Items from a dataset:
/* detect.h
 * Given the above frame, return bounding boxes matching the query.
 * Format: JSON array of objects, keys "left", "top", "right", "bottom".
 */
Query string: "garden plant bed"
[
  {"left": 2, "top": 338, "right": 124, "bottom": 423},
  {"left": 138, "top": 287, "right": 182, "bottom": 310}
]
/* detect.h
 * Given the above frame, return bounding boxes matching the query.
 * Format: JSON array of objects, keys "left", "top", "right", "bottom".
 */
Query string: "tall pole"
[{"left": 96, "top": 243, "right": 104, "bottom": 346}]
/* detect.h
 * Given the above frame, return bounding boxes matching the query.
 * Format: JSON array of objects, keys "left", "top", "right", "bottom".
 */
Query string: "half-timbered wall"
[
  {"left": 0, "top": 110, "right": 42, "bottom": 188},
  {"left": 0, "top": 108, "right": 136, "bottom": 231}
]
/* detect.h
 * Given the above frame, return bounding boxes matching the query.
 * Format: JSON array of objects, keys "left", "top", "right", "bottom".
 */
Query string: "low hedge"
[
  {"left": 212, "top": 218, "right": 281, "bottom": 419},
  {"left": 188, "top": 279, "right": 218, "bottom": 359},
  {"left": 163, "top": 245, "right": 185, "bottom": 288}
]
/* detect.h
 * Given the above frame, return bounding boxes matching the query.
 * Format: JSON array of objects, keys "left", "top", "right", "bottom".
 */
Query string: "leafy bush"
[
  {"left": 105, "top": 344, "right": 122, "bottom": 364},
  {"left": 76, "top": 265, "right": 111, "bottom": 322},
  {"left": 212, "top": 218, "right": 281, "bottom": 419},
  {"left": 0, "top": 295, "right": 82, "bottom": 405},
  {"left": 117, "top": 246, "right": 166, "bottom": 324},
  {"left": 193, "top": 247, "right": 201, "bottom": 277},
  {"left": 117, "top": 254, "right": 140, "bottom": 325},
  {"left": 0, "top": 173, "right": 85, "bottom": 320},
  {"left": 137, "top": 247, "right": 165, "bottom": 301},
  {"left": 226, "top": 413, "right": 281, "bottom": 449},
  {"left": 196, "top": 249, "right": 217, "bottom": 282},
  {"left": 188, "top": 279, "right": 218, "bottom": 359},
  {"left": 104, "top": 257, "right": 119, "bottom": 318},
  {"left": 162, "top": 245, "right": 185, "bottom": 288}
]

§ THE PROBLEM: Word for word, output the records that appear above.

§ ANSWER SECTION:
/* detect.h
 * Given the above frame, return bounding boxes matching the query.
 * Format: JSON array of objects, keys "left", "top", "right", "bottom".
 */
Query string: "garden plant bed"
[
  {"left": 2, "top": 338, "right": 124, "bottom": 423},
  {"left": 138, "top": 287, "right": 182, "bottom": 310}
]
/* detect.h
 * Given the above frame, return bounding boxes matching the query.
 * Format: JSON array of objects, keys "left", "top", "right", "bottom".
 */
Query string: "tall pole"
[{"left": 96, "top": 243, "right": 104, "bottom": 346}]
/* detect.h
 * Given the above frame, return bounding boxes matching the query.
 * Format: JSON array of objects, keys "left", "top", "right", "bottom".
 */
Query string: "half-timbered wall"
[
  {"left": 0, "top": 110, "right": 42, "bottom": 188},
  {"left": 0, "top": 108, "right": 136, "bottom": 231}
]
/* detect.h
 * Given the above frame, return bounding boxes matching the query.
 * Format: JSON array of objects, keys "left", "top", "right", "bottom".
 */
Query string: "low hedge"
[
  {"left": 212, "top": 218, "right": 281, "bottom": 419},
  {"left": 188, "top": 279, "right": 218, "bottom": 359},
  {"left": 163, "top": 245, "right": 185, "bottom": 288}
]
/* detect.h
 * Given the above frame, return bounding boxes matching the query.
 * Format: JSON array of objects, keys "left", "top", "right", "bottom".
 */
Query string: "leafy bush"
[
  {"left": 105, "top": 344, "right": 122, "bottom": 364},
  {"left": 76, "top": 265, "right": 111, "bottom": 322},
  {"left": 212, "top": 218, "right": 281, "bottom": 419},
  {"left": 0, "top": 295, "right": 82, "bottom": 405},
  {"left": 117, "top": 246, "right": 166, "bottom": 324},
  {"left": 193, "top": 247, "right": 201, "bottom": 277},
  {"left": 117, "top": 254, "right": 140, "bottom": 325},
  {"left": 0, "top": 173, "right": 85, "bottom": 320},
  {"left": 137, "top": 247, "right": 165, "bottom": 301},
  {"left": 226, "top": 413, "right": 281, "bottom": 449},
  {"left": 196, "top": 249, "right": 217, "bottom": 282},
  {"left": 188, "top": 279, "right": 218, "bottom": 359},
  {"left": 104, "top": 257, "right": 119, "bottom": 318},
  {"left": 162, "top": 245, "right": 185, "bottom": 288}
]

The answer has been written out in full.